• Exercise brief: List every person named in the passage on Red Sox defense below.

• Text section:
Let's take two members of the 2021 Red Sox and play a game of snap judgments. If I ask what kind of defenders Hunter Renfroe and Xander Bogaerts were, you might answer "above average" and "mediocre," respectively.
And yet the metric that everyone suddenly treats as gospel -- outs above average -- graded them as roughly the same. Bogaerts ranked 35th among big league shortstops and Renfroe, despite leading the American League in assists, placed only 30th among right fielders.
The answer why is simple, and points to value that Bogaerts provides that we shouldn't discount. He makes virtually all of the routine plays, his demerits owing to a lack of range, especially to his right.
Renfroe, meanwhile, converted a series of highlight-reel plays, but absolutely butchered far too many pedestrian ones. In chasing virality, Renfroe turned doubles into triples, airmailed cutoff men, and allowed runners to take extra bases. His best plays conjured images of Roberto Clemente, but his worst cost the Red Sox games.
So as we ponder how willing the Red Sox should be to extend Bogaerts and how much they should consider paying him to do it, it's worth asking if we're focusing too much on his defensive shortcomings and not enough on the complete package.

• The data:
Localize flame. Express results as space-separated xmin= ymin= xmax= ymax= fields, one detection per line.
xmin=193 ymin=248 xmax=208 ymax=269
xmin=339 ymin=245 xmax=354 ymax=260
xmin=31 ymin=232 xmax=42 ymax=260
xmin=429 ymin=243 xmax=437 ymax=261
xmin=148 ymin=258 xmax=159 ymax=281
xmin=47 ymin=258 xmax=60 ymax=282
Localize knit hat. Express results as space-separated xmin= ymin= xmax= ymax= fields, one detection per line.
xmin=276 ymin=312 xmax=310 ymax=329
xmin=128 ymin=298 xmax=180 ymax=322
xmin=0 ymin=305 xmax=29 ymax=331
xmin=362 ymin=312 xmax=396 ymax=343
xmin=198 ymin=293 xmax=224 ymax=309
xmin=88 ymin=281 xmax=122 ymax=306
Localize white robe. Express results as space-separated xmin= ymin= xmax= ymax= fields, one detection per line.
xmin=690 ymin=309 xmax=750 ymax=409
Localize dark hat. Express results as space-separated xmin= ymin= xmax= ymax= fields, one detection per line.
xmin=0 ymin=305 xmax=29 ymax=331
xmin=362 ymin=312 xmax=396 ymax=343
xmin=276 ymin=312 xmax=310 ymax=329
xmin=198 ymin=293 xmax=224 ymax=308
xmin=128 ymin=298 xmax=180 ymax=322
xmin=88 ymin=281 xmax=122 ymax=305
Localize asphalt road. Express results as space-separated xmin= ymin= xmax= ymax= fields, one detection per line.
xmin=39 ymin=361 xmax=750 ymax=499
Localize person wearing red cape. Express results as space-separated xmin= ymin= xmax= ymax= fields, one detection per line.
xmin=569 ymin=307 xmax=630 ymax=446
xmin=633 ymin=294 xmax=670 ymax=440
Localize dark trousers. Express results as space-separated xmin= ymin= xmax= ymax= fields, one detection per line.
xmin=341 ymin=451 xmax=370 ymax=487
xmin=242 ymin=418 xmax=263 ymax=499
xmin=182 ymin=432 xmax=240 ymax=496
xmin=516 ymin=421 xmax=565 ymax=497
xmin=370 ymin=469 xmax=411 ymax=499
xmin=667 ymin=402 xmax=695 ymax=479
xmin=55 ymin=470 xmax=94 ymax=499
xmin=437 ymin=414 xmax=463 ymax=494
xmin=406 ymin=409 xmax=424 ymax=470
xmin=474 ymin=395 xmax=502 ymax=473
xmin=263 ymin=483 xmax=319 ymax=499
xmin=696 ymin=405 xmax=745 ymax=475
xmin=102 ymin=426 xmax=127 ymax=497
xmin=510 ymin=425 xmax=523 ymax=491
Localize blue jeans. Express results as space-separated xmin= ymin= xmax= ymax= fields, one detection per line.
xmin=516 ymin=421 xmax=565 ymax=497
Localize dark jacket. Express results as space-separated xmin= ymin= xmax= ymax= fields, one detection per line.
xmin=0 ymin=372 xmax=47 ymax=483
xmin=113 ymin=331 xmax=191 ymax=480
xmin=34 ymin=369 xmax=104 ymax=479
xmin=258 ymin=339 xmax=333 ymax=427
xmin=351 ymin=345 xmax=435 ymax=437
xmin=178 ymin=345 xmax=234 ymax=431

• Written answer: Hunter Renfroe, Xander Bogaerts, Roberto Clemente